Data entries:
--------------------------------

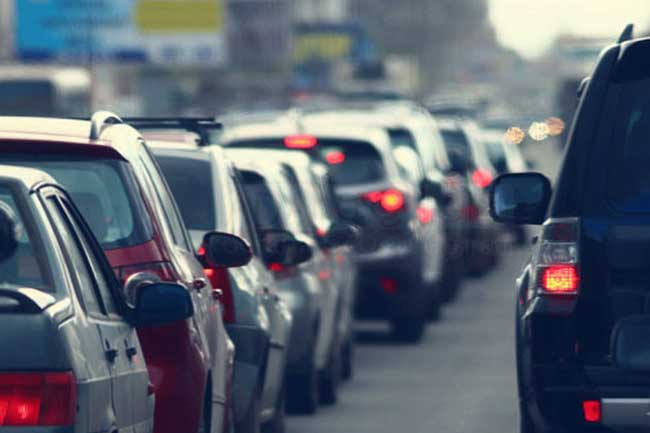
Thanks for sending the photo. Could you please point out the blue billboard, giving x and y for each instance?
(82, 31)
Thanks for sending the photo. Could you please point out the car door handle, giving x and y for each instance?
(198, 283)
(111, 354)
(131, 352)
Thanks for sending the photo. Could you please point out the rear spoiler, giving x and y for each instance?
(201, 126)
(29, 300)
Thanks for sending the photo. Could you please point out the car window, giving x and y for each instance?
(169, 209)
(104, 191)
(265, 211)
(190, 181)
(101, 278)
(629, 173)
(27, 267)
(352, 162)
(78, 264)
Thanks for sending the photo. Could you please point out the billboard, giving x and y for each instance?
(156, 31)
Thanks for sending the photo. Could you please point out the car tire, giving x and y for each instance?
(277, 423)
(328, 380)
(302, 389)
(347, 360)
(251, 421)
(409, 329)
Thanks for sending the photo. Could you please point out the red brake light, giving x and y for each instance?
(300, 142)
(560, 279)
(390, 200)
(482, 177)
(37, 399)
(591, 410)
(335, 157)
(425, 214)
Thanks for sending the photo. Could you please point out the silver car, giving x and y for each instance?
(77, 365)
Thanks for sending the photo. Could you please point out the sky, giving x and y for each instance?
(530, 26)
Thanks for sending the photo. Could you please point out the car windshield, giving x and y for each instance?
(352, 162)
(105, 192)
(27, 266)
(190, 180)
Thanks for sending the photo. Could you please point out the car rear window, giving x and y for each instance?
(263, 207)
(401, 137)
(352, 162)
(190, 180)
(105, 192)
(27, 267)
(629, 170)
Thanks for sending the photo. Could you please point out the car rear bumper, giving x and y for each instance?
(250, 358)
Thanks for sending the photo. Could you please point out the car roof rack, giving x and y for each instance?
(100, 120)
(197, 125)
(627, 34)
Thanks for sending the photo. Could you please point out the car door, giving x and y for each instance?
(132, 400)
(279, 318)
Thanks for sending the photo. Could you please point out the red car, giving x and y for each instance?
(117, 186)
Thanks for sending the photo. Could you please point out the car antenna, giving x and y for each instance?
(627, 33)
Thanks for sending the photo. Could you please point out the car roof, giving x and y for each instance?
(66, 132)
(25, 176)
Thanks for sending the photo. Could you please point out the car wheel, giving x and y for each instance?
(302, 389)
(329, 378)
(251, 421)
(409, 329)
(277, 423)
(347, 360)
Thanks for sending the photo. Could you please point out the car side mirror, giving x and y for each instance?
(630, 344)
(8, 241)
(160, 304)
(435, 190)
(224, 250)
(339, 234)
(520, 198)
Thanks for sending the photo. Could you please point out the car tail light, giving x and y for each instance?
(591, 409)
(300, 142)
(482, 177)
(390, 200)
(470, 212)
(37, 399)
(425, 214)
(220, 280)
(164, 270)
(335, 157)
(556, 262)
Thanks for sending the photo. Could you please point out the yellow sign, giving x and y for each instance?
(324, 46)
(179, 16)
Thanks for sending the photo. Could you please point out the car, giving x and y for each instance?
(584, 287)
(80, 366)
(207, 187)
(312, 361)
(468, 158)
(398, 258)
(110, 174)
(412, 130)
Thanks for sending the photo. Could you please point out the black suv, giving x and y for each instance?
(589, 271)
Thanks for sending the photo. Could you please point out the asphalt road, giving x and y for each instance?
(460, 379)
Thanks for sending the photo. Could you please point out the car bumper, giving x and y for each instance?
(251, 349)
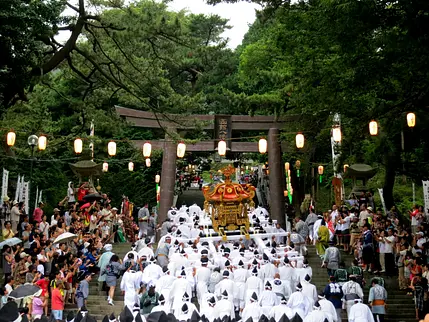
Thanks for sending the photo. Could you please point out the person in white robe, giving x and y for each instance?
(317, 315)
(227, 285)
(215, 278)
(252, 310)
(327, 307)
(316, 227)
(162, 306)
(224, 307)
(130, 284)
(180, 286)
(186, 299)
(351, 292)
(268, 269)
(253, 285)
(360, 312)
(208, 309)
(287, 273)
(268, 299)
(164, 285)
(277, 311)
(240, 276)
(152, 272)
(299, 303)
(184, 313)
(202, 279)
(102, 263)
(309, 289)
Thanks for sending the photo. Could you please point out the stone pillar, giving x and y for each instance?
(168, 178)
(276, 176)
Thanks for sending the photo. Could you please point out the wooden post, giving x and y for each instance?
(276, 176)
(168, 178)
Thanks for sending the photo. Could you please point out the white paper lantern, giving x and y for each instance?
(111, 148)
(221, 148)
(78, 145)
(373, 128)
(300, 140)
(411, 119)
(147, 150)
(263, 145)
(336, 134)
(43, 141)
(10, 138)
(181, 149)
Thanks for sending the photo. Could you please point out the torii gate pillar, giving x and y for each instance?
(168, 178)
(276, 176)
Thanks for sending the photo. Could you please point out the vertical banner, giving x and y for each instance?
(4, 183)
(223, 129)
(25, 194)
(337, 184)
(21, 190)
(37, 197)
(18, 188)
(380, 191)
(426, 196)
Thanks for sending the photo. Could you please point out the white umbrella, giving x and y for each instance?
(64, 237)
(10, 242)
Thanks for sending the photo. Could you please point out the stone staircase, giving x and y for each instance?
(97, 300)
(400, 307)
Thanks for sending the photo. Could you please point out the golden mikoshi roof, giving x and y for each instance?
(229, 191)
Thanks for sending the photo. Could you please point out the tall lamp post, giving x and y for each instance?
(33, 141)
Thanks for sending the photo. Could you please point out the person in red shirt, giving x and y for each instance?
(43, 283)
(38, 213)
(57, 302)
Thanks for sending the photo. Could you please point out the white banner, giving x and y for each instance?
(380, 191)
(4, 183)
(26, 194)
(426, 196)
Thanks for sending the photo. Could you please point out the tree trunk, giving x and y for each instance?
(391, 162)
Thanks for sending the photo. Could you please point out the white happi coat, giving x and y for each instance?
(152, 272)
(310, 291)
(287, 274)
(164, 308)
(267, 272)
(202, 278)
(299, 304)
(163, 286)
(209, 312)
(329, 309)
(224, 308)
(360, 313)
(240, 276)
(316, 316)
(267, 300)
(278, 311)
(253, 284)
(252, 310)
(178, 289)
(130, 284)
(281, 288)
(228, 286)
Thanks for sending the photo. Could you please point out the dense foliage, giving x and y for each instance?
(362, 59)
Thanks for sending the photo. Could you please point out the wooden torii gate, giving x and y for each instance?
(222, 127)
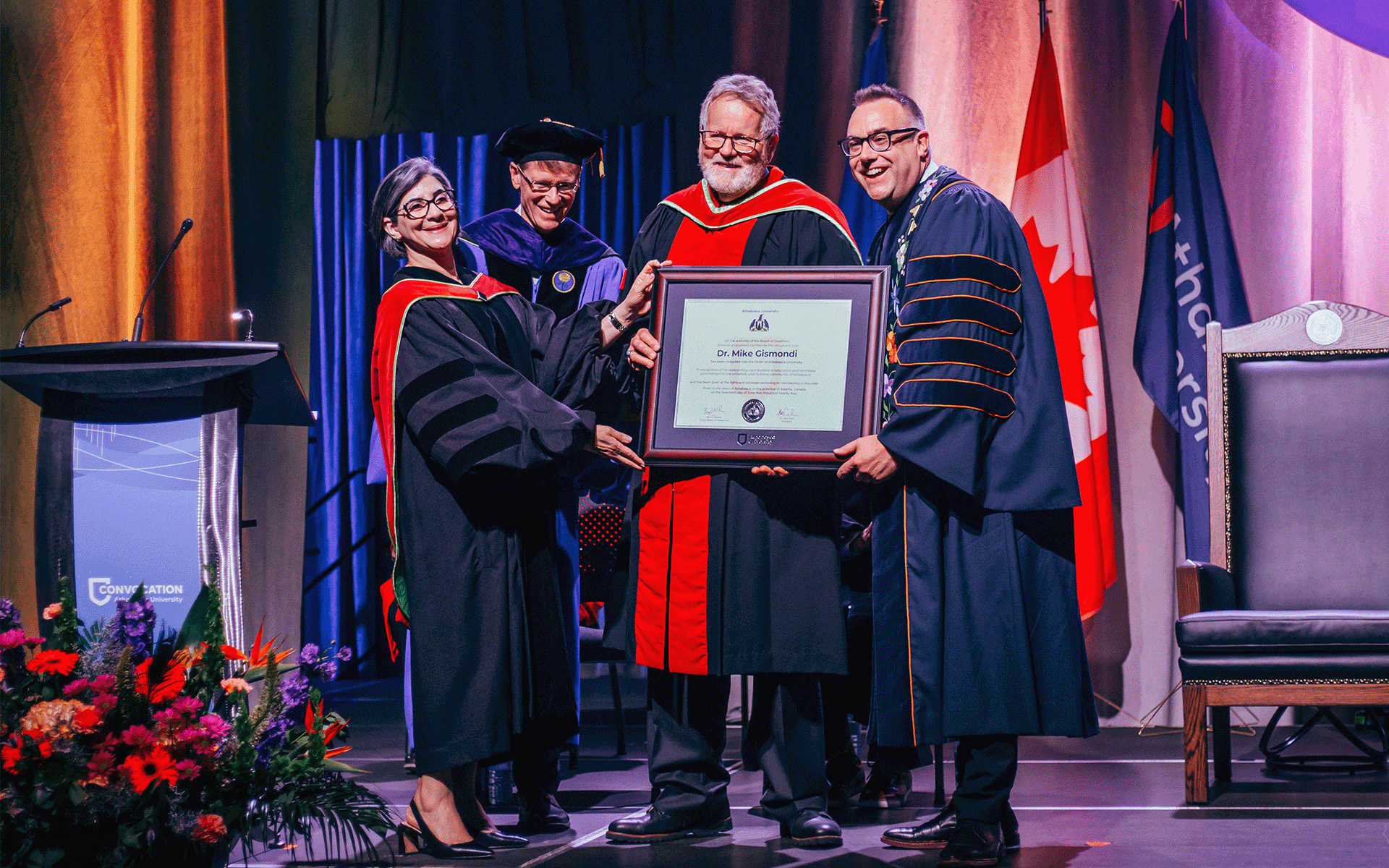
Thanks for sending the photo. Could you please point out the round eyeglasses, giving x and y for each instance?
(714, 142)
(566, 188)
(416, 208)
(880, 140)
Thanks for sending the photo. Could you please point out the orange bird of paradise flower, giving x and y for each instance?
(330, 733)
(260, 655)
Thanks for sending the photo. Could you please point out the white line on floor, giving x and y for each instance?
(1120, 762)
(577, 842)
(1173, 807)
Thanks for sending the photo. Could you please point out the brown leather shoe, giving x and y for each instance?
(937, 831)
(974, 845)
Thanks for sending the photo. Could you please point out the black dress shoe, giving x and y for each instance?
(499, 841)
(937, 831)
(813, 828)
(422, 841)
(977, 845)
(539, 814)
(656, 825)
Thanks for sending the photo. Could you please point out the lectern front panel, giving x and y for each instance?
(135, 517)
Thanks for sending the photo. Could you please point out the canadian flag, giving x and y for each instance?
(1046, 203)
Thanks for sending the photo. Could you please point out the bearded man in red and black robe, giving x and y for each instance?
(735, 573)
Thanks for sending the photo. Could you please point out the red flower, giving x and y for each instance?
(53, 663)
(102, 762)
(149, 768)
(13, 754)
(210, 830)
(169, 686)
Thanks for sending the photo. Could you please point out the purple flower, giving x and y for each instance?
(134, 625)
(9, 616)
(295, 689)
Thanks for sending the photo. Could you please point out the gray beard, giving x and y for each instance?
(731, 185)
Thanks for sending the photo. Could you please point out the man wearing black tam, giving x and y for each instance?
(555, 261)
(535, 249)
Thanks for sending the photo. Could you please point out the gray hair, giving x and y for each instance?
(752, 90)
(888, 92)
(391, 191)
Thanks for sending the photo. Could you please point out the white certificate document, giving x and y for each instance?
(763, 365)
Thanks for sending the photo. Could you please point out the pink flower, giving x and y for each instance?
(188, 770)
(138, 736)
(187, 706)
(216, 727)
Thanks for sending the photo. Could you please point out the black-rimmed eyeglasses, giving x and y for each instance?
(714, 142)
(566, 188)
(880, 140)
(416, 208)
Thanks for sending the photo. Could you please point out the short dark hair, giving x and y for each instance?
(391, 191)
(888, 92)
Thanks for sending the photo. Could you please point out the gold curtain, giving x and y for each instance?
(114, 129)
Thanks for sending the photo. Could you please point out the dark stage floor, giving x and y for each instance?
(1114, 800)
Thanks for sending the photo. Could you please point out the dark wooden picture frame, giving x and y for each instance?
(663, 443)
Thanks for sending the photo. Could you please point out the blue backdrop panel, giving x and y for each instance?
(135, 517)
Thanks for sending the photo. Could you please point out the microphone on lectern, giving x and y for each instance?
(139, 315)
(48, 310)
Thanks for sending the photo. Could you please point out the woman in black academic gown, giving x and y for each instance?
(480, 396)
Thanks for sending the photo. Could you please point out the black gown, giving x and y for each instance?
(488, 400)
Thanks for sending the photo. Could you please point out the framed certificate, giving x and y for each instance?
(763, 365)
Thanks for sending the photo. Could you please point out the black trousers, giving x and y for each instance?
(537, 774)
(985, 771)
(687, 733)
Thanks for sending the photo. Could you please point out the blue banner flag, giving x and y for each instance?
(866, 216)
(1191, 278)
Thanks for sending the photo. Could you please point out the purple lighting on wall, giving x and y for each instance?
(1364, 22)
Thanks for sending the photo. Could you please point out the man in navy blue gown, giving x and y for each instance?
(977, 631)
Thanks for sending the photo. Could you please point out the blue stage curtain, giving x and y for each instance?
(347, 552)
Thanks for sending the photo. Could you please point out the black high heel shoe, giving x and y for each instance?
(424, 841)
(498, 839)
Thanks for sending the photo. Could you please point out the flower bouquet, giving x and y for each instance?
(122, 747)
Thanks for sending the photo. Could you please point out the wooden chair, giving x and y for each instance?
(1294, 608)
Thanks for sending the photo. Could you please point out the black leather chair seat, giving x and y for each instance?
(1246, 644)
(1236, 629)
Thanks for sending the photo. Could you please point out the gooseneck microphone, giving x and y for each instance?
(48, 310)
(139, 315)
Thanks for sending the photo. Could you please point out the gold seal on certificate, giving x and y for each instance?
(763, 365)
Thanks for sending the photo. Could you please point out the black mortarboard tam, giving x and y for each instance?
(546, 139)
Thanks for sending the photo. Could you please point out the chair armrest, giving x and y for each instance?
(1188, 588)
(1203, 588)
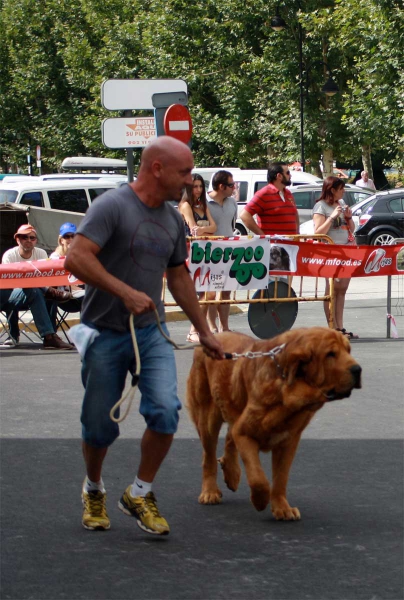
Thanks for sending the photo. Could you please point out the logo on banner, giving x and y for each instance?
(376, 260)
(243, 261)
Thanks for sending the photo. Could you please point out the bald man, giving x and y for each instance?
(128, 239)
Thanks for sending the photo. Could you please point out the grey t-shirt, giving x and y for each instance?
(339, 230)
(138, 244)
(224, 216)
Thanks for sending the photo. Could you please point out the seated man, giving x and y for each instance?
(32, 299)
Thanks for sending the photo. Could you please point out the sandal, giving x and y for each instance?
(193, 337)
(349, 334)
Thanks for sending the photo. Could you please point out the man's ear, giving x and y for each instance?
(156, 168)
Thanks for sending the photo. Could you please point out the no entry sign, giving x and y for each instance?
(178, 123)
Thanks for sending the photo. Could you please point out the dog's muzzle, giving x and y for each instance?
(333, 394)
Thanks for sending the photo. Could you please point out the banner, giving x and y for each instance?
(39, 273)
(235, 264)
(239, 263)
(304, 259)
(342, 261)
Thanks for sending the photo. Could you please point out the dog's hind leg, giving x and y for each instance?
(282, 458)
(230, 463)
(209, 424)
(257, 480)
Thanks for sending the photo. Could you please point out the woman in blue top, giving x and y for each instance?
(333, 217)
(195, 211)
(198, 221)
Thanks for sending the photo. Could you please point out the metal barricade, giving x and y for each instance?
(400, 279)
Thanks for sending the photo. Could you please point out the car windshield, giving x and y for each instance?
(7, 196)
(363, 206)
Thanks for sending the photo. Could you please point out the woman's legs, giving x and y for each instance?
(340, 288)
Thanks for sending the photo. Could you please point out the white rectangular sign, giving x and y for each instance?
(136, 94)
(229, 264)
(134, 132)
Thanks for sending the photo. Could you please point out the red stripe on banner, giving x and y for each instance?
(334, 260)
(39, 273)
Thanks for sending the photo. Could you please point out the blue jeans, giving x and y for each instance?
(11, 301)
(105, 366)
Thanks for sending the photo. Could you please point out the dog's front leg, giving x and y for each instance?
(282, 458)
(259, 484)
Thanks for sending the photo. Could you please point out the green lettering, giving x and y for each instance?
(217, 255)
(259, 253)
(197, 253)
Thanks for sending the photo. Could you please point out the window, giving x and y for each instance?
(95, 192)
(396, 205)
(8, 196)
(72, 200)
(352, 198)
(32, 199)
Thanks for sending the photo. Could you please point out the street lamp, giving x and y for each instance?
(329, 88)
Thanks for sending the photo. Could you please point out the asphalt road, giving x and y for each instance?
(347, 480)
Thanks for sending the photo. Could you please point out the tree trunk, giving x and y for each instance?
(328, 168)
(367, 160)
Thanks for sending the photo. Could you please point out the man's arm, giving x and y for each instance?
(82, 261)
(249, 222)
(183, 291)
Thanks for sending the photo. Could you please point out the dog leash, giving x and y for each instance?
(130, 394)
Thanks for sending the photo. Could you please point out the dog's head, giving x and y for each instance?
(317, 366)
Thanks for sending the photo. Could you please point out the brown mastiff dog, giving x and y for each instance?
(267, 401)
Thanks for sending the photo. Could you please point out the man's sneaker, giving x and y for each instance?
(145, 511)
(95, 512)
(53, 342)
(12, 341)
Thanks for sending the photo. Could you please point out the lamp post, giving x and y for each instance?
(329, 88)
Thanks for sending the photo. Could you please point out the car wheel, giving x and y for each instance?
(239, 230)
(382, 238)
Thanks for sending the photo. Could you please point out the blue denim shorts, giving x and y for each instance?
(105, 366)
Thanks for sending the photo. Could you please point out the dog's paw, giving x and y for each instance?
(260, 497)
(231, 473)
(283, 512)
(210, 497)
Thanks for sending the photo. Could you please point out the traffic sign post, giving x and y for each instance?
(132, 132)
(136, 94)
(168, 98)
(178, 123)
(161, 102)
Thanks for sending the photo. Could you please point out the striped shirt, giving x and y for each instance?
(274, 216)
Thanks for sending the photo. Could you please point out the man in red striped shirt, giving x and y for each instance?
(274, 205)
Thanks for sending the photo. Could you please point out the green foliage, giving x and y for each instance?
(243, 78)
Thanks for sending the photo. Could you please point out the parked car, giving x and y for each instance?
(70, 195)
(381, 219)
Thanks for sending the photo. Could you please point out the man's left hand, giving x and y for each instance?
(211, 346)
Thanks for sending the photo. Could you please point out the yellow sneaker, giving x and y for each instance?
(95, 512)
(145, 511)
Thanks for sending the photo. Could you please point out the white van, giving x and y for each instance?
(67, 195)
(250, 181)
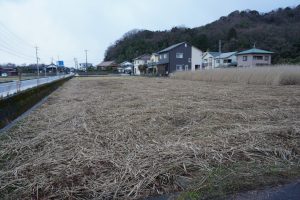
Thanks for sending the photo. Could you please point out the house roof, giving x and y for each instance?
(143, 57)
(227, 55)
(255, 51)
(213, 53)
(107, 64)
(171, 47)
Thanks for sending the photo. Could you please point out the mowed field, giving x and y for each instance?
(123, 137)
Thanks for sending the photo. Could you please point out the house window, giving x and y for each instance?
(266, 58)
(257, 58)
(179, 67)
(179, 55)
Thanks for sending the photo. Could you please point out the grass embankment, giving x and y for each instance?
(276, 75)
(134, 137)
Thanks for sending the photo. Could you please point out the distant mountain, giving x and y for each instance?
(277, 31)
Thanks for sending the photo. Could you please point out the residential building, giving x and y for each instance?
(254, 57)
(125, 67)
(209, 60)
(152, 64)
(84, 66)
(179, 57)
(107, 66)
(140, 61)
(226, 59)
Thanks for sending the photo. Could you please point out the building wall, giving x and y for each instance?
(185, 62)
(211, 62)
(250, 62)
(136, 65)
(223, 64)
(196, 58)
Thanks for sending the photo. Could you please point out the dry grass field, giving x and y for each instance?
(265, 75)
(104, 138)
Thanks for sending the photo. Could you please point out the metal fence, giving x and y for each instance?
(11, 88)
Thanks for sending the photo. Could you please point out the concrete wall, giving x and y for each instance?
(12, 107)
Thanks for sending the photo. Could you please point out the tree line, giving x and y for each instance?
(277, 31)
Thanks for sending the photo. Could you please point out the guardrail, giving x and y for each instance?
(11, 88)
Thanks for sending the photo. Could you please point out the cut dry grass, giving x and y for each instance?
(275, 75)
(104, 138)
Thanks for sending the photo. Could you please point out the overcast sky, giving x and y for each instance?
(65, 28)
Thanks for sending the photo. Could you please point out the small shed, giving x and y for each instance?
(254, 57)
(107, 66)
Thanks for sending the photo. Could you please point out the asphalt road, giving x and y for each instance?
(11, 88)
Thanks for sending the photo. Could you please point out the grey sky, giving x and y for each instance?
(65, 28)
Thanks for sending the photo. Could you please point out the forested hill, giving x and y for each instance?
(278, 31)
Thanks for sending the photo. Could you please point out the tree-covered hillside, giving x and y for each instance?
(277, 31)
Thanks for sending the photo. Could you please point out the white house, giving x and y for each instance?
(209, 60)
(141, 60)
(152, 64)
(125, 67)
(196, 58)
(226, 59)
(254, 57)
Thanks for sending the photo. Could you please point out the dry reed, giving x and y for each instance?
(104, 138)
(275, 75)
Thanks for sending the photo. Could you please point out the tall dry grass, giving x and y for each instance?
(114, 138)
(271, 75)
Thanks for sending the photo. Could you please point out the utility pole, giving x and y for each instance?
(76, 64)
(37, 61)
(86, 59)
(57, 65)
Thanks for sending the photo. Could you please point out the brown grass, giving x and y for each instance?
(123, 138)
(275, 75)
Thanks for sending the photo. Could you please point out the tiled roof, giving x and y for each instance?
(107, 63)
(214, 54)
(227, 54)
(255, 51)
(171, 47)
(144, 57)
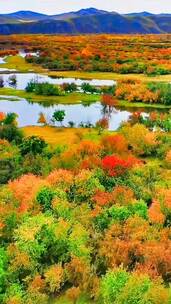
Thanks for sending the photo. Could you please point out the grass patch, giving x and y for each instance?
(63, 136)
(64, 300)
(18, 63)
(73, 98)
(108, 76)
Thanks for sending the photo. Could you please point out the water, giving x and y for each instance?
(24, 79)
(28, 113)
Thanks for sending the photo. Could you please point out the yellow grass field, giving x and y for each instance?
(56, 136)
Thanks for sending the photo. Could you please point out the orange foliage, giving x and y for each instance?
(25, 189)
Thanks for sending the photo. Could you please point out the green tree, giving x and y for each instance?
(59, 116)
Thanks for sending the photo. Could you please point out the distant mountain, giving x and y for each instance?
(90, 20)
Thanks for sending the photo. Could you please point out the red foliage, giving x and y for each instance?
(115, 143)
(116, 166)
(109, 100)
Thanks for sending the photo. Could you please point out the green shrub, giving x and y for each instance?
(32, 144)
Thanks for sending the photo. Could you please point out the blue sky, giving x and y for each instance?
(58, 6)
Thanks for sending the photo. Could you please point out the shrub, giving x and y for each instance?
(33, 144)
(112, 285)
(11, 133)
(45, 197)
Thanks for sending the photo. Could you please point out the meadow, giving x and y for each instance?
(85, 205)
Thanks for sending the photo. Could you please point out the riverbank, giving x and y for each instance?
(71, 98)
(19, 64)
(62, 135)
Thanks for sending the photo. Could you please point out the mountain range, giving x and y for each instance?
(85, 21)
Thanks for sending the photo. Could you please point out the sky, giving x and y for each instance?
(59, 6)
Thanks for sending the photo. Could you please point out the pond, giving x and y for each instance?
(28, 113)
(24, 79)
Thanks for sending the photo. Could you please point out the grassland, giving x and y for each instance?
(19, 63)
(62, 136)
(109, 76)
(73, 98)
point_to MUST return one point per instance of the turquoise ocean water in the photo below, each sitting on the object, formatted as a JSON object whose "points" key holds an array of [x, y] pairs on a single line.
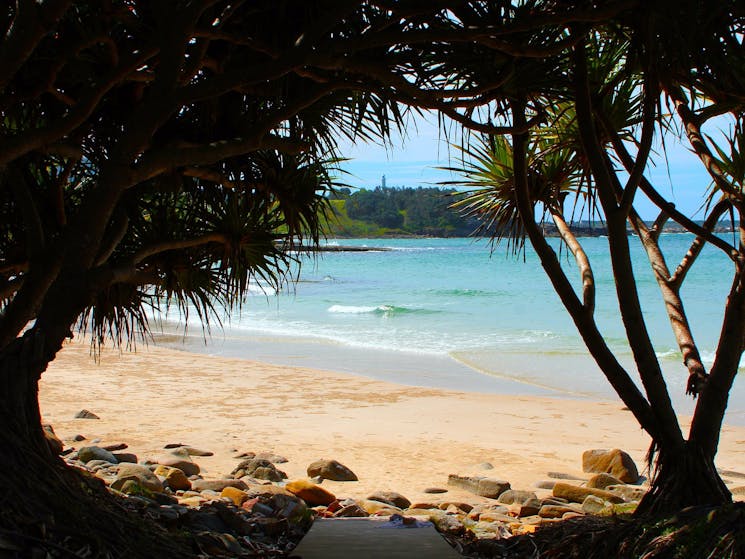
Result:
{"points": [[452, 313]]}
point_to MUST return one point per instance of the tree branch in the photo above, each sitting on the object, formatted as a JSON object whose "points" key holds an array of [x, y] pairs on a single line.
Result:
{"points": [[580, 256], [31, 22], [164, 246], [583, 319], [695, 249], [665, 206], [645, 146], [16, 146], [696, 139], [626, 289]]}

--------------------------------

• Task brief
Output the line containing "grassland, giving x and y for each instance?" along with every line after it to the end of the material, exactly as written, but without pictures.

• Expected answer
Thanks for sending the photo. Could you please point out the grassland, giving x and y for each instance?
(19, 63)
(62, 136)
(109, 76)
(73, 98)
point_to MUST return one point per instance of the turquoise ocean water in the photo below, each sitting on the object, formatted as a JSON object whose "points" key holds an array of [x, y] pairs on a single line.
Result:
{"points": [[452, 313]]}
point_to MUST return one point per instance of the tree branch in the photo above, each sitting on the object, formatted as a JSON object whose "points" key holds an array of [x, y] pairs on a single line.
Result:
{"points": [[580, 256], [31, 22], [164, 246], [583, 319], [695, 249], [665, 206], [645, 146], [16, 146], [696, 139], [626, 289]]}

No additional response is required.